### Task details
Scan the records below for the line containing "Target: flowing water" and the line containing "like x=840, y=56.". Copy both, plus every line between, exactly.

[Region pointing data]
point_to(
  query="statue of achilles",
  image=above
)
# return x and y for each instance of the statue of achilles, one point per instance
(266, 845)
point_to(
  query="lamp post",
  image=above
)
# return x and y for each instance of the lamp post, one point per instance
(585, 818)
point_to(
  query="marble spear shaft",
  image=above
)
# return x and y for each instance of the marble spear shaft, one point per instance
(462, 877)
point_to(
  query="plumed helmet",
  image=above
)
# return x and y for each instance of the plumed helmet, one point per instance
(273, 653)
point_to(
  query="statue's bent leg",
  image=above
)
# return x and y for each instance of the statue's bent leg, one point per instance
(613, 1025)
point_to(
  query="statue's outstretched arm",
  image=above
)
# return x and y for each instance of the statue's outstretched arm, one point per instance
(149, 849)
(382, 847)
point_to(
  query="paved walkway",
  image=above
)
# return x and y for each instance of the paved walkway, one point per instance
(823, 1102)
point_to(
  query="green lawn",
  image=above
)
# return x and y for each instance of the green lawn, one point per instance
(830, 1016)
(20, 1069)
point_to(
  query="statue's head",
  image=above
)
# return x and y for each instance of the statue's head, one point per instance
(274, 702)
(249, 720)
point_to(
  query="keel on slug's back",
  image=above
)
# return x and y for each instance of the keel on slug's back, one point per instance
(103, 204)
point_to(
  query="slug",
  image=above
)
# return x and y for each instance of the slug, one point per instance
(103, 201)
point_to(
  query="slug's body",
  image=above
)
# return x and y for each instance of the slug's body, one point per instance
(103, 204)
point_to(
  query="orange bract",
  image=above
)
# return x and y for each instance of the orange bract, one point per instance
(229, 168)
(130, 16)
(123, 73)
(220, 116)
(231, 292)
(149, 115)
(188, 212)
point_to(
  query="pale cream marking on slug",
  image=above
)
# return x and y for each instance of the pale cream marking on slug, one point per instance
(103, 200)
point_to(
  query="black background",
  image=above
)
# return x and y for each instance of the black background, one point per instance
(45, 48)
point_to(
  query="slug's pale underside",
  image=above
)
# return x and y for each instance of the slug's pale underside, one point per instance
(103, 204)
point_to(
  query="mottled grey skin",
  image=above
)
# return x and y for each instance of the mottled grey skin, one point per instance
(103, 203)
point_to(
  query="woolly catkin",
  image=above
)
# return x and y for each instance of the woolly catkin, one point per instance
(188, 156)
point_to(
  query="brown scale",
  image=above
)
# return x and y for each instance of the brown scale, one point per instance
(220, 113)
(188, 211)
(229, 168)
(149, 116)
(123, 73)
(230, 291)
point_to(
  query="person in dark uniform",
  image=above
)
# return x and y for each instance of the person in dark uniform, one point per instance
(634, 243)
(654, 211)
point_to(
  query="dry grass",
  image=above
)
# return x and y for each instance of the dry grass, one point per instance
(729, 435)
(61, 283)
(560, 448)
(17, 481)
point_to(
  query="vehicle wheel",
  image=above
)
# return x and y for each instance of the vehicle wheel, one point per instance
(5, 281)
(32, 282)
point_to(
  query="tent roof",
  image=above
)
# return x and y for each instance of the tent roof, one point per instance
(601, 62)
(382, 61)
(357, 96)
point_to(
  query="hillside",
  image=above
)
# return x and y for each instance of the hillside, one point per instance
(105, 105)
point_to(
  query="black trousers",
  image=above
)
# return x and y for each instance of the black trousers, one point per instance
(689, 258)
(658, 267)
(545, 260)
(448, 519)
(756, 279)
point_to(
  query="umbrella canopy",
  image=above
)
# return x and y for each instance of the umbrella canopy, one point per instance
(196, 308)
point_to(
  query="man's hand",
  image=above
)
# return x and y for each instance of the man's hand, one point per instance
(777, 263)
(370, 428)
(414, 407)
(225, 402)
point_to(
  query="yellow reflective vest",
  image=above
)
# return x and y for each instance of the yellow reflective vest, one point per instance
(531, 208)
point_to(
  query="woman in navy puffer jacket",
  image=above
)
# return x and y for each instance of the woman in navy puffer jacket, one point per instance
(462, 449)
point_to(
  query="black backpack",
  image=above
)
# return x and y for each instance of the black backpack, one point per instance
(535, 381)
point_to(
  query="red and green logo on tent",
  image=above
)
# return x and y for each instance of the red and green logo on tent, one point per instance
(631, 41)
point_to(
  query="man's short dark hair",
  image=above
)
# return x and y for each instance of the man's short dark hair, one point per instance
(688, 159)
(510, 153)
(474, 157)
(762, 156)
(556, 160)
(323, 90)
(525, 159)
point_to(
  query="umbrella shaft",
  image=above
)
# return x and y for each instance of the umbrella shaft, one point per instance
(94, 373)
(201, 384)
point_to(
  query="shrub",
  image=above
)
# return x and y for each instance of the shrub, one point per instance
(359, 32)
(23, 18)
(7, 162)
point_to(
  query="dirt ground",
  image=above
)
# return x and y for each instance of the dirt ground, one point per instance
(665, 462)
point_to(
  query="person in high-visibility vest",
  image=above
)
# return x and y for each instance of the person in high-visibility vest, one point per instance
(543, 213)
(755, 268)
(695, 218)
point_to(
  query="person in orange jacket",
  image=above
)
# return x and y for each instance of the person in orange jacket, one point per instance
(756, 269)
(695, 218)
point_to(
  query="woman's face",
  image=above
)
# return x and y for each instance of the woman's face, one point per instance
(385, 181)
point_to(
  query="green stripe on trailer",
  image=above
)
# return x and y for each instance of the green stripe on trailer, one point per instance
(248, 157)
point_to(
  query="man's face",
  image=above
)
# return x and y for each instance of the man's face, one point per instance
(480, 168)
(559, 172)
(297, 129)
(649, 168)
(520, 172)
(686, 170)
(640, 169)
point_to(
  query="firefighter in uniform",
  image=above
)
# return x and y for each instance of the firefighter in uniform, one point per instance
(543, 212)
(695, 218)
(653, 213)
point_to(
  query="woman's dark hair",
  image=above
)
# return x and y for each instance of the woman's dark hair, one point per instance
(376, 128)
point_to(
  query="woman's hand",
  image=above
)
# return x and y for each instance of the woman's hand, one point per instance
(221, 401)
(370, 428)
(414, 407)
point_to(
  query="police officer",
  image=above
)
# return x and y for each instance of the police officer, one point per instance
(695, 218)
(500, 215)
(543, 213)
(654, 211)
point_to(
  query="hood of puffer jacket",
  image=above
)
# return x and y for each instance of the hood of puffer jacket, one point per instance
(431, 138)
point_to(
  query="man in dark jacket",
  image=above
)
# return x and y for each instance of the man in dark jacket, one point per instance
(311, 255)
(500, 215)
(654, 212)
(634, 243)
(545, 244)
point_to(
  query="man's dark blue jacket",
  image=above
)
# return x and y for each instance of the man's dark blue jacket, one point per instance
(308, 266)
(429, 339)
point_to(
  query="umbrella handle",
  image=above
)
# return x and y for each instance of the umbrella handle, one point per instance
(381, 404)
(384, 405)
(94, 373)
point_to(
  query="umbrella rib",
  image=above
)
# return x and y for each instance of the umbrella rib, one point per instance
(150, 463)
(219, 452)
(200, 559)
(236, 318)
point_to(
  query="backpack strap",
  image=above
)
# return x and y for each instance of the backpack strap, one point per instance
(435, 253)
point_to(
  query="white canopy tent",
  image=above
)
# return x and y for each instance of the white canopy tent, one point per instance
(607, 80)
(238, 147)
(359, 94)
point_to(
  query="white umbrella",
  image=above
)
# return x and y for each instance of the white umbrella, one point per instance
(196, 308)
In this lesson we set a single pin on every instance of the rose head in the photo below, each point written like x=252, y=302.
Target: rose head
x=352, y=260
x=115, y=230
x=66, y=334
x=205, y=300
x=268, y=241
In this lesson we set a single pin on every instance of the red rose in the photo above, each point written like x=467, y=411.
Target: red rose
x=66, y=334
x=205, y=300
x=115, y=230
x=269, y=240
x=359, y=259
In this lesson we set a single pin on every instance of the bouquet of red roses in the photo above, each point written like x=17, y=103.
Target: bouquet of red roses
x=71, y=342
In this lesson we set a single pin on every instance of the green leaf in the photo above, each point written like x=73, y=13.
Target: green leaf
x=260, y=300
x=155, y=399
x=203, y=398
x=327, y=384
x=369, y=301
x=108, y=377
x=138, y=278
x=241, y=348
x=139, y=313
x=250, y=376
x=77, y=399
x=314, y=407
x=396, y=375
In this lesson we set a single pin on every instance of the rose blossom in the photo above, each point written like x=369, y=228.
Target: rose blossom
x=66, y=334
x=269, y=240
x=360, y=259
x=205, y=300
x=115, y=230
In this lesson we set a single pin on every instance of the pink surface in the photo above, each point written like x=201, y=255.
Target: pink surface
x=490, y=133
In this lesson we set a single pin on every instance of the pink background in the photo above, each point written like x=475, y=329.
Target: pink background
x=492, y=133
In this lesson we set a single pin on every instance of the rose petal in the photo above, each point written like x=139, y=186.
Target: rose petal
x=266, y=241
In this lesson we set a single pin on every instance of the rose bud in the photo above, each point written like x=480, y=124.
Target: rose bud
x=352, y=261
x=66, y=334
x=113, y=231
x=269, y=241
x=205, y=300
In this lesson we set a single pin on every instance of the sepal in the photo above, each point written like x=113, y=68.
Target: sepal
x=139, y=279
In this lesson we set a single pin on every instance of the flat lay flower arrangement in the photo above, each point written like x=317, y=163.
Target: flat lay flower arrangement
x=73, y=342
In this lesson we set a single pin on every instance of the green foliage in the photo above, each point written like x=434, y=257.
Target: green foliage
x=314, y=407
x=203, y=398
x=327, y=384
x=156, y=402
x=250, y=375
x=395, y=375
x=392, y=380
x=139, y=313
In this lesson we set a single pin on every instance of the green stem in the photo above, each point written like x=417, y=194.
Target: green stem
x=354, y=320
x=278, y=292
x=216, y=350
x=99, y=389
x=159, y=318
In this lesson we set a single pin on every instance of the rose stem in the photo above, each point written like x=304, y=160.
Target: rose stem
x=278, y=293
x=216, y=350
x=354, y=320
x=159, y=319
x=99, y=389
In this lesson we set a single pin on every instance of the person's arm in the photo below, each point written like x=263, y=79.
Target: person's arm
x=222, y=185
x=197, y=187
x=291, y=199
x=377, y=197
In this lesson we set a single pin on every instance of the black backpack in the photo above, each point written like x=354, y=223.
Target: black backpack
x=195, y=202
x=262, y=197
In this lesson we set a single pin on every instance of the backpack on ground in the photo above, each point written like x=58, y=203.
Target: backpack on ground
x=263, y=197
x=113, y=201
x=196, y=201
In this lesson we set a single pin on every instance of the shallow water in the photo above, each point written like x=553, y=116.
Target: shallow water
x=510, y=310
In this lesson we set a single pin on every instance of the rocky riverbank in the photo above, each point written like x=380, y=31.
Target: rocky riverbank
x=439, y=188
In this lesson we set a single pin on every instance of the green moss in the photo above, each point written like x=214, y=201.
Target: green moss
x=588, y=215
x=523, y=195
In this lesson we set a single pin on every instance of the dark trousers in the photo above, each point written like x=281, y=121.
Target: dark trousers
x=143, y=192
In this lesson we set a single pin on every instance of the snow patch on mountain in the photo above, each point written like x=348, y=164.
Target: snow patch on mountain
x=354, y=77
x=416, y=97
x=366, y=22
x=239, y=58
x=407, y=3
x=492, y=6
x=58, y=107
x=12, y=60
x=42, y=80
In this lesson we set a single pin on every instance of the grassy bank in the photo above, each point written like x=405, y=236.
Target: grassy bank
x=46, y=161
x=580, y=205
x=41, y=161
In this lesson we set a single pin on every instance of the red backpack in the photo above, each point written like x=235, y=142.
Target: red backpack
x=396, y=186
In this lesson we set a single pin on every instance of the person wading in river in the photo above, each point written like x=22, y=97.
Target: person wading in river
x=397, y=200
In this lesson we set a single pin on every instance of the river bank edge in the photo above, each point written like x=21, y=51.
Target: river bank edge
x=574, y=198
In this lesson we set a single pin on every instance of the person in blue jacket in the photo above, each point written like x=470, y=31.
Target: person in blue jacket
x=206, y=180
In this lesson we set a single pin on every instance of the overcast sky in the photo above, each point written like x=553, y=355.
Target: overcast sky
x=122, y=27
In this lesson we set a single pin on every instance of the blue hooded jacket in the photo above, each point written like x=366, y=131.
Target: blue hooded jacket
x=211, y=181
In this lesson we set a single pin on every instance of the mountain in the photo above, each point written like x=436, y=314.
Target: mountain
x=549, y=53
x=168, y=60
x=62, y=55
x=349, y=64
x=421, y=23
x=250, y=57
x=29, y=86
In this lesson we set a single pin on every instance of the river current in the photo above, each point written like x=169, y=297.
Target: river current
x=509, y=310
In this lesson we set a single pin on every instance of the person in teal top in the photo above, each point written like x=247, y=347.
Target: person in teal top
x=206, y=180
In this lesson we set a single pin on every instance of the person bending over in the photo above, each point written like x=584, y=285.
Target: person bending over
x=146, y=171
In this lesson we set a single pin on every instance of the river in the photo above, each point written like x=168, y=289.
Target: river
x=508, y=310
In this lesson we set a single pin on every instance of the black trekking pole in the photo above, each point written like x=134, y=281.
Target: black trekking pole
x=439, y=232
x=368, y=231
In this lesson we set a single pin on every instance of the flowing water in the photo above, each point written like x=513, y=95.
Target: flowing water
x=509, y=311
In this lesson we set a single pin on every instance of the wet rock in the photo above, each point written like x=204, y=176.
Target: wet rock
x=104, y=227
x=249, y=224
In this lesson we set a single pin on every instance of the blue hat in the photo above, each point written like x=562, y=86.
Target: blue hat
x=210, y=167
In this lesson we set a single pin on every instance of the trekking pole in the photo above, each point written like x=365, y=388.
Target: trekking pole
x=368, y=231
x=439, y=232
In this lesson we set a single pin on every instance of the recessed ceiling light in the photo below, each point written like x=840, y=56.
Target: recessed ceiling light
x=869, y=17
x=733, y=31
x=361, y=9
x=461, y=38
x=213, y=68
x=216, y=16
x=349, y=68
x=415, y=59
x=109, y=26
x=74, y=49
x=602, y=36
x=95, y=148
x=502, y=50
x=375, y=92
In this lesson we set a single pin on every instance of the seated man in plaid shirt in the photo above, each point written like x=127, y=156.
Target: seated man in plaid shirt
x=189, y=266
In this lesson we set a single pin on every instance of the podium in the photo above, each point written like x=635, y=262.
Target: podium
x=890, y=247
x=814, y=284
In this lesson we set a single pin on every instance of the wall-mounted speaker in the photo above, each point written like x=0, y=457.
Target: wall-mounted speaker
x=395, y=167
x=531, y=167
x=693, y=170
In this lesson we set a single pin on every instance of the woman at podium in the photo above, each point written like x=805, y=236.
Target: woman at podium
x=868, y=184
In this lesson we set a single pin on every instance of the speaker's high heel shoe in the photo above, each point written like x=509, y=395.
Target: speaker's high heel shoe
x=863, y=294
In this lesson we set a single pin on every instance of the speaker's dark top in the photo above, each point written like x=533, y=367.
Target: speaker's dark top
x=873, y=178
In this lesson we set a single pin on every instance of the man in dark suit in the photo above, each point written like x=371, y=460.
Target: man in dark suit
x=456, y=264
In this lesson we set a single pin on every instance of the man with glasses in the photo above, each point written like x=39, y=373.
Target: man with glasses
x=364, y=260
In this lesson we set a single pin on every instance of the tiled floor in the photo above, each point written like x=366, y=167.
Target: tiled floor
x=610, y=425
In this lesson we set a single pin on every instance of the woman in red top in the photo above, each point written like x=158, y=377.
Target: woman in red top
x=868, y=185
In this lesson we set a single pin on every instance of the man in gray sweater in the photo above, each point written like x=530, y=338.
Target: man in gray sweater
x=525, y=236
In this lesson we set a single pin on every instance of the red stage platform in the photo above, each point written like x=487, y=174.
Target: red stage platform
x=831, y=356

### Solution to this problem
Target: flowing water
x=509, y=311
In this lesson we set a single pin on every instance of the wet rock in the photo above, each point written like x=204, y=176.
Target: wet rock
x=104, y=227
x=249, y=224
In this lesson we set a single pin on every instance of the blue hat in the photo above, each point written like x=562, y=86.
Target: blue hat
x=210, y=167
In this lesson we set a single pin on every instance of the trekking pole in the photo above, each point written like x=365, y=388.
Target: trekking pole
x=368, y=231
x=439, y=232
In this lesson we set a single pin on every instance of the recessed ceiling light in the photo below, each point written like x=840, y=56.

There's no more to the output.